- Written task A
Return each line of the listing below that contains the word "Indicate".
- Written task B
Go on with the article about the Netflix ad tier, picking up right after its last sentence.

Netflix ad tier has nearly 5 million monthly active users
By Lisa Richwine
LOS ANGELES (Reuters) -Netflix Inc's recently launched ad-supported tier reaches nearly 5 million active users per month, executives said on Wednesday in a pitch that emphasized the breadth of its programming to potential advertisers.
The streaming video pioneer launched a $7-per-month option with commercials last November in 12 markets, including the U.S., as an alternative to ad-free plans that start at $10 a month. It was designed to attract more customers and add a new revenue stream as competition for online viewers intensified.
On Wednesday, Netflix made its first presentation to advertisers at the annual ritual known as the upfronts, where networks aim to lock in ad commitments for upcoming shows. Walt Disney Co, Comcast Corp and other companies also are vying for digital ad dollars.
Netflix executives stressed the company's wide range of programming, from sci-fi hit "Stranger Things" to Korean drama "Squid Game" and upcoming action movie sequel "Extraction 2."

Coordinate labeling data
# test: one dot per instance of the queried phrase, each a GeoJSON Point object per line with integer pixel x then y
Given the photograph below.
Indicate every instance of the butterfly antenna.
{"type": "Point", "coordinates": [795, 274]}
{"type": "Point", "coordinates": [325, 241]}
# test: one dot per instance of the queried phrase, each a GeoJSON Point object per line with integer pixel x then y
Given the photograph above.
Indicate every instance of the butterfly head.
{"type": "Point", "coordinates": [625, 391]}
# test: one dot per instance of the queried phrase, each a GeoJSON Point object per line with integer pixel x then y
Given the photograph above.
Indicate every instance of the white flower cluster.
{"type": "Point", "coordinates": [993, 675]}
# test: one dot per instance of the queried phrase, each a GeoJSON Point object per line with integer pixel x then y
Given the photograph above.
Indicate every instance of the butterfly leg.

- Response A
Indicate every instance of the butterfly antenna.
Indicate every instance of the butterfly head.
Indicate every instance of the white flower cluster.
Indicate every instance of the butterfly leg.

- Response B
"No other entertainment company aspires to create great movies and shows across so many genres in so many countries, and for such a broad, diverse audience," said Bela Bajaria, chief content officer for Netflix.
Jeremi Gorman, Netflix's president of worldwide advertising, said that global monthly active users had reached 5 million. Monthly active users count all adult profiles used on one account with ads. Children's profiles do not run commercials.
Netflix reported 232.5 million paying subscribers around the world as of the end of March.
Executives said they wanted to work with advertisers to create new types of advertising that could only be done on a digital service. For instance, a 30-minute commercial could play out over several days, with a story unfolding each time a viewer watches a show on Netflix, co-Chief Executive Ted Sarandos said.
"You can't do that in linear TV because people don't live on one channel," Sarandos said.
Netflix had planned to make the ad presentation live in New York but switched to a virtual event to avoid protests from striking members of the Writers Guild of America
(Reporting by Lisa RichwineEditing by Chris Reese, David Gregorio and Leslie Adler)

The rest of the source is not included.